▶ [Exercise objective] Rewrite the rows below as a two-column CSV with the header request,answer, giving one line per row. Put each row's text and its answer in their own quoted field, with line breaks replaced by spaces.

▶ [Data to use]
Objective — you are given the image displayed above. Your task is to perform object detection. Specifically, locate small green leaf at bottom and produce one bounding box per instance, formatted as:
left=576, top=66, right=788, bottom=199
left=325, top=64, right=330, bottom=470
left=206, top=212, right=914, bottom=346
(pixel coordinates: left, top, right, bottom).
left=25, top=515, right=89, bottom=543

▶ [Reply]
request,answer
"Objective — you are given the image displayed above. Your task is to perform object detection. Specifically, locate small green leaf at bottom and produce one bounding box per instance, formatted as: left=576, top=66, right=788, bottom=199 left=325, top=64, right=330, bottom=470 left=206, top=212, right=914, bottom=346 (pixel coordinates: left, top, right, bottom).","left=25, top=515, right=89, bottom=543"